Repeat the records exactly as given. Do not include the pictures.
===============
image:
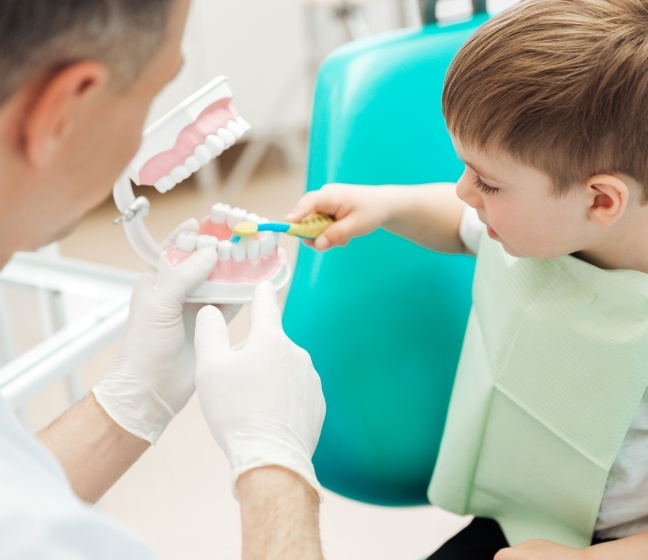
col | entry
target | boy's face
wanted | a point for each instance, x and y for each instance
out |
(518, 206)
===============
=== OUTPUT BELOW ===
image:
col | entry
target | boy's face
wanted | a point for each instance, x and y for each instance
out |
(518, 206)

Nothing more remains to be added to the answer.